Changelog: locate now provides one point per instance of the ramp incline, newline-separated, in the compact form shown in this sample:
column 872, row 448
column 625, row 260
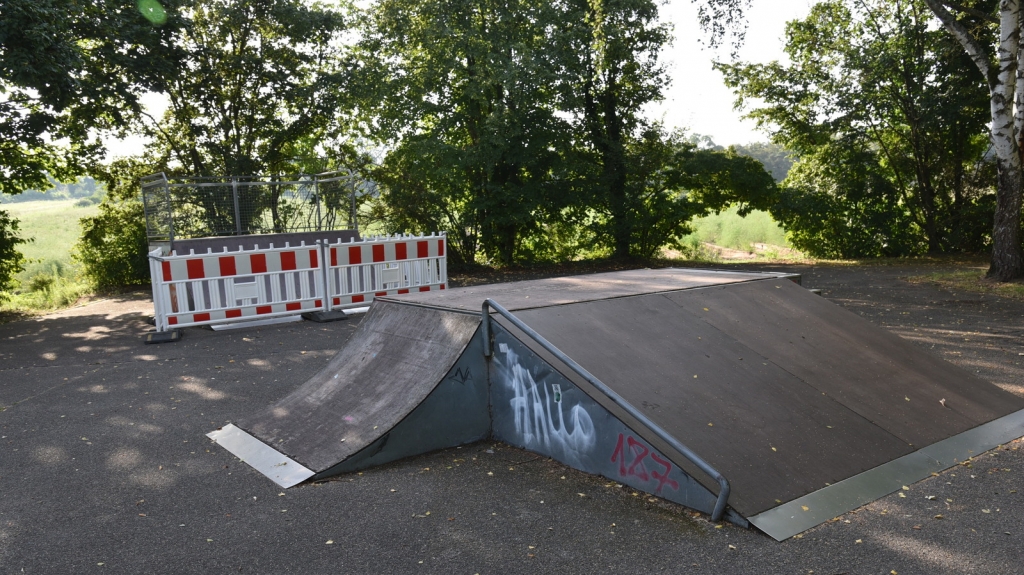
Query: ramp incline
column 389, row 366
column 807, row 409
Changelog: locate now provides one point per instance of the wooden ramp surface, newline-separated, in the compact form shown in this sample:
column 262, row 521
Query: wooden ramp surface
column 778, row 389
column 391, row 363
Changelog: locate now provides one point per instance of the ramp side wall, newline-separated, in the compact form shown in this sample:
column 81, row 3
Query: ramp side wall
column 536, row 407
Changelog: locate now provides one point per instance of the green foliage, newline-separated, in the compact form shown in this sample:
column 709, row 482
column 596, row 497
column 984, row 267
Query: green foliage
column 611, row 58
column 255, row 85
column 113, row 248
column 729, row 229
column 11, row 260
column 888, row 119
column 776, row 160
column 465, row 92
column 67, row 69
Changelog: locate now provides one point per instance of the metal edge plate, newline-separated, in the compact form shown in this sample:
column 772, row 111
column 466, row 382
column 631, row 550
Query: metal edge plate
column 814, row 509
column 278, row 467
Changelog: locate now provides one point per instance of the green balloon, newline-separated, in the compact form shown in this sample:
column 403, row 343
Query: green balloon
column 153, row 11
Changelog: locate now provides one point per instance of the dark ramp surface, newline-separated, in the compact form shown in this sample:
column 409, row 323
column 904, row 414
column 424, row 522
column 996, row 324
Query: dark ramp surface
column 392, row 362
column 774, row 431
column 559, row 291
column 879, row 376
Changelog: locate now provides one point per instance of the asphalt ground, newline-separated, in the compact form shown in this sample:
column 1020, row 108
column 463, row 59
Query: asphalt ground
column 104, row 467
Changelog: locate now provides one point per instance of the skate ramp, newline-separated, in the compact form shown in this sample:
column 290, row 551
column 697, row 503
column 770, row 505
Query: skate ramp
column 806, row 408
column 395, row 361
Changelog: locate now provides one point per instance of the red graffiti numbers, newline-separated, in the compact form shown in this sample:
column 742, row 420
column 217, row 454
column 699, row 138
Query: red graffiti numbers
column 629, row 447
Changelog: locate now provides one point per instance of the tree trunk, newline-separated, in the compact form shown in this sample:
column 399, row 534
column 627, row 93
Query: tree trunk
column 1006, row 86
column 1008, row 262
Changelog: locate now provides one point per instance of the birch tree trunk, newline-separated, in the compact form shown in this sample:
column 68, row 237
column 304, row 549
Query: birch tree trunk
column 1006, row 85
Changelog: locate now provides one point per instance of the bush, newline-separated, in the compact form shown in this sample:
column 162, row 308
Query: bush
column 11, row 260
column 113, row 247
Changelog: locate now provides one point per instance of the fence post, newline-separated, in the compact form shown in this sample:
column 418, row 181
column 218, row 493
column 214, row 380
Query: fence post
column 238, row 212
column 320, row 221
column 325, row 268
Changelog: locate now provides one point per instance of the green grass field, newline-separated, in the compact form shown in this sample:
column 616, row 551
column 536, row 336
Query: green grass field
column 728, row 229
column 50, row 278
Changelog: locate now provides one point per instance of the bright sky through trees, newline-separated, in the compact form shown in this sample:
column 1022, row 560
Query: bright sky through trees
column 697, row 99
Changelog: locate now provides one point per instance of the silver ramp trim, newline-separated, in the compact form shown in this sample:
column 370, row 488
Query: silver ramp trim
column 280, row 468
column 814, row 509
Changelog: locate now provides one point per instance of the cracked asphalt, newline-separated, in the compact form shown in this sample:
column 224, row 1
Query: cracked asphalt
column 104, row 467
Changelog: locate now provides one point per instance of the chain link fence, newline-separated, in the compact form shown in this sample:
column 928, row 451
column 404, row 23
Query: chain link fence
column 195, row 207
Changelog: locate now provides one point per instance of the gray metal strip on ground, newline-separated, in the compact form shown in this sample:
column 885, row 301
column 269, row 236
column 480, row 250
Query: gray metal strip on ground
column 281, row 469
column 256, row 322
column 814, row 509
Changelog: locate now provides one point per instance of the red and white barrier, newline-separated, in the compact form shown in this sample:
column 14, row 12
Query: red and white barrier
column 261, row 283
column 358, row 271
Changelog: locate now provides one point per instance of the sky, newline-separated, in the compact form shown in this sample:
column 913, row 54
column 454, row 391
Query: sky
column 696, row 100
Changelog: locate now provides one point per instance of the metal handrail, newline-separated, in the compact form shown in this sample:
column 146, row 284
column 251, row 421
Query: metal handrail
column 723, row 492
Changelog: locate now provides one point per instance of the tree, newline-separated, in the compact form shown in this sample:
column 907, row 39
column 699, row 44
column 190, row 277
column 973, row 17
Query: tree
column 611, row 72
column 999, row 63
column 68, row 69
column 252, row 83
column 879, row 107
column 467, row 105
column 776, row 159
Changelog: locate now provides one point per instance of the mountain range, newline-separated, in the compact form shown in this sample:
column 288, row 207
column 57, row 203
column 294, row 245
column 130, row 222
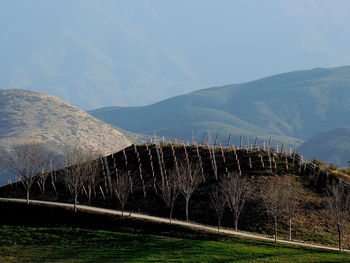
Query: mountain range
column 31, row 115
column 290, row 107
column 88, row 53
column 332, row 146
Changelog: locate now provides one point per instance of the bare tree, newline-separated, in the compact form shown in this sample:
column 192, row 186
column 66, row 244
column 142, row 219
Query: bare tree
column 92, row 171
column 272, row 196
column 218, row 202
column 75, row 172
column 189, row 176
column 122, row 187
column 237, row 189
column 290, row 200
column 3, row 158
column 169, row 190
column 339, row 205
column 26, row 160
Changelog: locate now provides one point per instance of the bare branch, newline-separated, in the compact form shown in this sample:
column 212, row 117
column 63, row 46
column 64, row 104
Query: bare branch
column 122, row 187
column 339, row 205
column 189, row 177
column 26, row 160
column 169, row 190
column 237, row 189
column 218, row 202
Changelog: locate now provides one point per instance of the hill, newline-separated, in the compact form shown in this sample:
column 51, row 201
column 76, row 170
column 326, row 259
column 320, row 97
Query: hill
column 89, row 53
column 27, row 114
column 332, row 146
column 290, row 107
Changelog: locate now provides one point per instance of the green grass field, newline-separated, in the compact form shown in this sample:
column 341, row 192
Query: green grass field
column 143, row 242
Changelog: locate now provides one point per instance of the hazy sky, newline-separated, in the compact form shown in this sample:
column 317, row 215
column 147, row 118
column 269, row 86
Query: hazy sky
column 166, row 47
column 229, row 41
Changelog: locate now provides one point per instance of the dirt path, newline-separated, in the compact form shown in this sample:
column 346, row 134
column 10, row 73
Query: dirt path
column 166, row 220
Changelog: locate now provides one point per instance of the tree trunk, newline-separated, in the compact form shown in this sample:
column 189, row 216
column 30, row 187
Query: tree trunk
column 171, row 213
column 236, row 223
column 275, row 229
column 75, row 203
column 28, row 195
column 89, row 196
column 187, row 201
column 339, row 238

● ● ● ●

INSTRUCTIONS TO FOLLOW
From the first line to the last, return the material above exactly, apart from the pictures.

OUTPUT BELOW
Changelog: locate now provides one point per instance of the ramp incline, newline-separated, in the compact form shown in this sample:
column 872, row 448
column 625, row 260
Query: ramp incline
column 389, row 366
column 807, row 409
Changelog: locate now provides one point per instance of the wooden ramp surface, newline-separated, in the compact form shown in this sample:
column 262, row 521
Query: wooden ramp surface
column 778, row 389
column 391, row 363
Changelog: locate now provides one point per instance of the ramp side wall, newline-separated, in the compact form shown in this sample:
column 81, row 3
Query: ramp side wall
column 536, row 407
Changelog: locate now provides one point per instance of the green foliage, newline-separated, in the compact form shown in this sample:
column 709, row 482
column 596, row 497
column 984, row 267
Query: green foliage
column 611, row 58
column 255, row 85
column 113, row 248
column 729, row 229
column 11, row 260
column 888, row 119
column 776, row 160
column 465, row 92
column 67, row 69
Changelog: locate now provides one point per instance of the metal edge plate, newline-separated, in the compact form shown in this sample:
column 772, row 111
column 466, row 382
column 631, row 550
Query: metal edge plate
column 814, row 509
column 278, row 467
Changelog: locate now provides one point per instance of the green balloon, newline-separated, in the compact form shown in this sample:
column 403, row 343
Query: green balloon
column 153, row 11
Changelog: locate now provides one point per instance of the dark ramp surface, newline-separated, in the compact form shown in this sample:
column 409, row 323
column 904, row 414
column 424, row 522
column 996, row 324
Query: dark ramp surface
column 392, row 362
column 774, row 431
column 559, row 291
column 879, row 376
Changelog: locate now provides one point per instance of the asphalt ground, newline-separated, in the compact form shown in this sample:
column 1020, row 108
column 463, row 59
Query: asphalt ground
column 104, row 467
Changelog: locate now provides one point per instance of the skate ramp, newline-separated, in the compact form shown in this sample:
column 290, row 551
column 697, row 503
column 770, row 505
Query: skate ramp
column 806, row 408
column 395, row 361
Changelog: locate now provides one point per instance of the red graffiti numbers, newline-separated, in the compact form shown in this sample:
column 742, row 420
column 217, row 454
column 699, row 138
Query: red graffiti numbers
column 629, row 447
Changelog: locate now provides one point per instance of the tree trunk, newline-separated, in the compact form shown in this sample:
column 399, row 534
column 627, row 93
Query: tree trunk
column 1006, row 86
column 1008, row 262
Changelog: locate now provides one point per instance of the birch tree trunk, newline-separated, in the compact form shown in this sample:
column 68, row 237
column 304, row 549
Query: birch tree trunk
column 1006, row 85
Changelog: locate now provides one point per instance of the bush, newline-separated, in the compact form shown in this sample:
column 162, row 308
Query: bush
column 11, row 260
column 113, row 247
Changelog: locate now provides one point per instance of the fence post, newline-separated, in the compact form shown in this sample:
column 418, row 181
column 218, row 493
column 214, row 380
Query: fence post
column 238, row 212
column 320, row 221
column 325, row 268
Changelog: locate now provides one point per instance of the green grass field, newline-separated, in the compact form shown in this sample:
column 616, row 551
column 536, row 336
Query: green grass field
column 728, row 229
column 50, row 278
Changelog: locate now provides one point per instance of the bright sky through trees, newline-separated, in the compact form shown in this sample:
column 1022, row 560
Query: bright sky through trees
column 697, row 99
Changelog: locate now provides one point per instance of the silver ramp trim, newline-separated, in the compact form shown in this sample:
column 370, row 488
Query: silver ramp trim
column 280, row 468
column 814, row 509
Changelog: locate now provides one point per instance of the cracked asphalt, newline-separated, in the compact form shown in this sample:
column 224, row 1
Query: cracked asphalt
column 104, row 467
Changelog: locate now provides one point per instance of the chain link fence, newline-separated, in the compact form shown in this sample:
column 928, row 451
column 404, row 23
Query: chain link fence
column 195, row 207
Changelog: locate now provides one point per instance of the gray metal strip on ground, newline-separated, in the compact form shown in this sample:
column 885, row 301
column 269, row 236
column 480, row 250
Query: gray metal strip on ground
column 281, row 469
column 256, row 322
column 814, row 509
Changelog: locate now provides one point per instance of the red and white barrier, newline-separated, in the compact form shown in this sample:
column 14, row 12
Query: red and white barrier
column 261, row 283
column 358, row 271
Changelog: locate now provides one point per instance of the sky, newline-separated, in the compact form shown in this sample:
column 913, row 54
column 454, row 391
Query: sky
column 696, row 100
Changelog: locate now provides one point per instance of the metal handrail, newline-separated, in the compact form shown in this sample:
column 146, row 284
column 251, row 421
Query: metal handrail
column 723, row 492
Changelog: locate now provides one point per instance of the tree, newline-separated, in the compact form shown in this sample:
column 907, row 39
column 699, row 44
column 190, row 277
column 973, row 17
Query: tree
column 611, row 72
column 999, row 63
column 68, row 69
column 252, row 83
column 879, row 107
column 467, row 105
column 776, row 159
Changelog: locate now provides one point per instance of the mountain range, newline-separated, in the compact form shown in this sample:
column 288, row 207
column 57, row 203
column 294, row 245
column 130, row 222
Query: mountain range
column 31, row 115
column 290, row 107
column 88, row 53
column 332, row 146
Changelog: locate now provides one point per instance of the bare tree, newline-separated, in the compact form shown in this sample:
column 192, row 186
column 66, row 244
column 142, row 219
Query: bare tree
column 92, row 171
column 272, row 196
column 218, row 202
column 75, row 172
column 189, row 176
column 122, row 187
column 237, row 189
column 290, row 200
column 3, row 158
column 169, row 190
column 339, row 205
column 26, row 160
Changelog: locate now provides one point per instance of the bare branch, newline-separated, in the compact form shown in this sample:
column 212, row 117
column 63, row 46
column 64, row 104
Query: bare branch
column 122, row 187
column 339, row 205
column 189, row 177
column 26, row 160
column 169, row 190
column 237, row 189
column 218, row 202
Changelog: locate now provides one point per instance of the hill, newline-separated, in the compact form shown in this sample:
column 51, row 201
column 76, row 170
column 326, row 259
column 320, row 97
Query: hill
column 89, row 53
column 27, row 114
column 332, row 146
column 290, row 107
Changelog: locate now provides one point per instance of the green grass field, newline-separated, in the compact form shown in this sample:
column 341, row 192
Query: green grass field
column 143, row 242
Changelog: locate now provides one point per instance of the hazy sky, newline-separated, in the compact form shown in this sample:
column 317, row 215
column 147, row 118
column 269, row 86
Query: hazy sky
column 166, row 47
column 229, row 41
Changelog: locate now provides one point per instance of the dirt path, newline-separated, in the compact form shown in this sample:
column 346, row 134
column 10, row 73
Query: dirt path
column 166, row 220
Changelog: locate now provides one point per instance of the tree trunk, newline-separated, in the compact form shown in this sample:
column 189, row 216
column 30, row 187
Query: tree trunk
column 171, row 213
column 236, row 223
column 275, row 229
column 75, row 203
column 28, row 195
column 89, row 196
column 187, row 201
column 339, row 238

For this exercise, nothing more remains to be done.